-- WHAT YOU HAVE TO DO --
Repeat the records below exactly as they appear.

-- RECORDS SHOWN --
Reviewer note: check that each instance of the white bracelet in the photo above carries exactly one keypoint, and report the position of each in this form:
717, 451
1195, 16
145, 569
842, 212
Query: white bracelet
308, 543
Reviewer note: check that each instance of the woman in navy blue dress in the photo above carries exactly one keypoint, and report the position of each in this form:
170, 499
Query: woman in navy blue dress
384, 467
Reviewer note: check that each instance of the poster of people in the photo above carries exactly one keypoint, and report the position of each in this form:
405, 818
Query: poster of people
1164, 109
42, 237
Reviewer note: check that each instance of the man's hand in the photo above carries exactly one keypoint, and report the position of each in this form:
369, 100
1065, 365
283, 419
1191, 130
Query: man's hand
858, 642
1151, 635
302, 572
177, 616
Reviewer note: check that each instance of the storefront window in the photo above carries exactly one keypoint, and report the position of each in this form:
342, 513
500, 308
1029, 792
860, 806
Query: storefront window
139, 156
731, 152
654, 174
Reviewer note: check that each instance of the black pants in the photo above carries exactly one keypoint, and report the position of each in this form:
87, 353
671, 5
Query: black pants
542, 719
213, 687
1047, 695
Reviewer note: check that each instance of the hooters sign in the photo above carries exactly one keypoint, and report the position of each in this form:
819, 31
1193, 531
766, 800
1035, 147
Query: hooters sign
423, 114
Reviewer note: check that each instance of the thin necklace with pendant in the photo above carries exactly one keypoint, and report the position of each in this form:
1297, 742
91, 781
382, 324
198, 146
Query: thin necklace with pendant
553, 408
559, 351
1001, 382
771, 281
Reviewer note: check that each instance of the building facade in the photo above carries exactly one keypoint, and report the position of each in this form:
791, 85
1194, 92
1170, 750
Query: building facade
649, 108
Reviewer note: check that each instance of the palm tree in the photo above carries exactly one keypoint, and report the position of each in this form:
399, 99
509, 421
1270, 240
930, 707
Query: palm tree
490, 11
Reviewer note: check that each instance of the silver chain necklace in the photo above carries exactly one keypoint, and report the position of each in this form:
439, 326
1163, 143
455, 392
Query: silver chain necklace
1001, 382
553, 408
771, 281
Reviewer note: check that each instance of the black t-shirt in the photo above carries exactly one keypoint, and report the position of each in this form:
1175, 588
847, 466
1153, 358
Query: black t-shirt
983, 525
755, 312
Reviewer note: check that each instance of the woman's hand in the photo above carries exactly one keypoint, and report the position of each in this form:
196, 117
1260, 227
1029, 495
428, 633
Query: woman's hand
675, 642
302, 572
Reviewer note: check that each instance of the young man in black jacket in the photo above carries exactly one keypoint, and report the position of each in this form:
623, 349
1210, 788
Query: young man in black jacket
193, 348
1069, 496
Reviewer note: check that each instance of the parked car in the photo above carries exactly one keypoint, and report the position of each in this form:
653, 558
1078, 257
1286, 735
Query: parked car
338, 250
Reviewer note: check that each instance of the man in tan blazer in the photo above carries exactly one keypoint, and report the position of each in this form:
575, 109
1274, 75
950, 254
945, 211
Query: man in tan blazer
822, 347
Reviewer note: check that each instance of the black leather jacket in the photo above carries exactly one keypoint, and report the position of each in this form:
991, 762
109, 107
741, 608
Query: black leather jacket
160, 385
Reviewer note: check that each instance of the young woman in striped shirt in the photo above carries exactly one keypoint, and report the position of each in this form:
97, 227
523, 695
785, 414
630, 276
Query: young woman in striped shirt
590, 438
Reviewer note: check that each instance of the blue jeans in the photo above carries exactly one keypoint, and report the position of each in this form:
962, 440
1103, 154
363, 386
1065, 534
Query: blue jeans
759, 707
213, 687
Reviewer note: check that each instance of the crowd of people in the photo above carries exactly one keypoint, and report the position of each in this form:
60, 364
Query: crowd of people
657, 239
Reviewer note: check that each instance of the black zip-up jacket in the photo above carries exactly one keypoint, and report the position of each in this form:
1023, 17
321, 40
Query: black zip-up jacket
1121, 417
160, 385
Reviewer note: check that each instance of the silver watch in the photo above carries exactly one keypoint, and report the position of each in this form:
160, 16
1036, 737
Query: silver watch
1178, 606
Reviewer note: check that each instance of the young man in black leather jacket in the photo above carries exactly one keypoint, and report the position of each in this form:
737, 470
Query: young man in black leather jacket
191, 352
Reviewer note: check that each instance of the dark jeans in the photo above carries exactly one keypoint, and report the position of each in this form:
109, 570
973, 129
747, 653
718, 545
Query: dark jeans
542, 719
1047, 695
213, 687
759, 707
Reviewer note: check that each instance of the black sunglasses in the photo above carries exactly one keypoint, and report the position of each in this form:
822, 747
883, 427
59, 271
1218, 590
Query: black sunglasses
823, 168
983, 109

-- EXERCISE ANSWER --
Reviewer note: check that each instance of the white bracelet in the photo above carries exactly one keypoint, and report the position of each in this form:
717, 451
1195, 16
145, 569
842, 212
Query: white bracelet
308, 543
Reviewer note: check that each instance of the woman in navy blue dress in the photo above carries exactly one keypoint, and report the position of each in this form:
170, 499
Query: woman in navy blue dress
384, 467
Reviewer note: check that each instance of the poster of people in the photo above carries exactly one keypoint, and report the position of each in this form:
405, 818
Query: poster of people
1164, 109
42, 237
Reviewer note: check that each instance of the man's hand in the photo above carries exactly one keypoint, and report the position of each in this form:
369, 100
1065, 365
283, 419
1191, 130
Query: man's hand
858, 642
1151, 635
302, 572
177, 616
Reviewer note: check that each instance of the storefront window in the photo above carries exactly one keypoint, and report the position of each in this form:
342, 513
500, 308
1029, 792
860, 806
Query: storefront window
139, 156
731, 152
654, 174
Reviewer note: check that each instance of the black pants in the photo above carries exactly one keypoint, and report the position of each in this form:
87, 353
671, 5
Query: black pants
542, 719
213, 687
1047, 695
Reviewer note: check that each instance of the hooters sign in the photo above carries exactly one keypoint, and report the position of each in this form:
819, 31
1193, 531
766, 800
1035, 147
Query: hooters sign
423, 114
Reviewer note: check that each instance of the thin necklace with pendant in the photo above carries exactly one keypoint, and report the position of each in this form:
1297, 742
91, 781
382, 324
198, 146
Query: thin necklace with pendant
553, 408
559, 351
1001, 382
771, 281
Reviewer note: check that each instance of the building facade in the photo above carries exactly one keypoint, and report the position of each in this form:
791, 85
1194, 92
1170, 750
Query: building facade
649, 108
Reviewer note: check that each instance of the palm tree in the photo above carries exactly one keypoint, and report the position of each in this form:
399, 99
509, 421
1270, 240
930, 707
Query: palm tree
490, 11
Reviewer note: check that each instance of the silver chain necklace in the photo above carries exactly one keypoint, and report the position of each in this form:
439, 326
1163, 143
455, 392
Query: silver chain necklace
1001, 382
553, 408
771, 281
Reviewer note: check that each instance of the black t-shirt in the photo above carries exactly one keypoint, and report the position of each in this form:
1175, 588
847, 466
1153, 358
Query: black t-shirt
983, 525
755, 312
Reviewer note: check that each instance of the woman's hand in the photo above carries exactly one keypoint, and report the position of each in this form:
196, 117
1260, 227
1029, 495
428, 633
Query: woman's hand
675, 642
302, 572
Reviewer note: check that each instance of the young man in black jacket in the photo above carries exactly one keypoint, and report the position of each in this form:
623, 349
1210, 788
Query: young man in black jacket
193, 348
1069, 496
Reviewer note: check that each instance of the parked car in the photo above carries exactly one keypoint, and report the position of each in this form:
653, 558
1078, 257
1286, 735
Query: parked car
338, 250
Reviewer note: check that each instance of the man in tan blazer in the photo above carries exactly one keypoint, and report the position of each in this form:
575, 109
1274, 75
950, 254
945, 211
Query: man in tan blazer
822, 347
Reviewer note: check that each instance of the black leather jacket in the photo above carries exactly one keypoint, and report the position of each in this form:
991, 762
109, 107
741, 608
Query: black leather jacket
160, 385
Reviewer note: check that each instance of the young woman in striped shirt in the photo above carries exactly one keypoint, and report the position of each in this form:
97, 227
523, 695
785, 414
630, 276
Query: young woman in striped shirt
590, 438
Reviewer note: check that each instance of the blue jeans in the photo above carries exactly one keypoint, and report the position of each in this form:
962, 440
1103, 154
363, 386
1065, 534
Query: blue jeans
759, 707
213, 687
Reviewer note: check that each instance of the crowd of people in the photo above carries exactly one keypoint, and report the position of each in this form:
60, 364
Query: crowd of people
657, 239
Reviewer note: check that each instance of the black zip-up jacket in the photo above carries exactly one keypoint, and report the position of each in this form:
1023, 17
321, 40
Query: black zip-up jacket
1121, 417
160, 385
Reviewer note: check that each instance of the silver watch in the photo above carries exactly one keypoint, and report the position of each in this form:
160, 16
1036, 737
Query: silver watch
1178, 606
Reviewer note: check that each instance of the young man in black leather jacket in the photo above carries exactly one keypoint, and report the position of each in this form:
737, 470
Query: young man in black leather jacket
191, 352
Reviewer note: check that each instance of the dark jeans in the photo above carries exactly one keypoint, and report the position of each in this form:
109, 570
973, 129
747, 653
718, 545
Query: dark jeans
542, 719
1047, 695
213, 687
759, 707
Reviewer note: check that each instance of the black sunglasses in the photo above carries exactly one keypoint, and report the position of each in this form:
822, 747
883, 427
59, 271
1218, 590
Query: black sunglasses
823, 168
983, 109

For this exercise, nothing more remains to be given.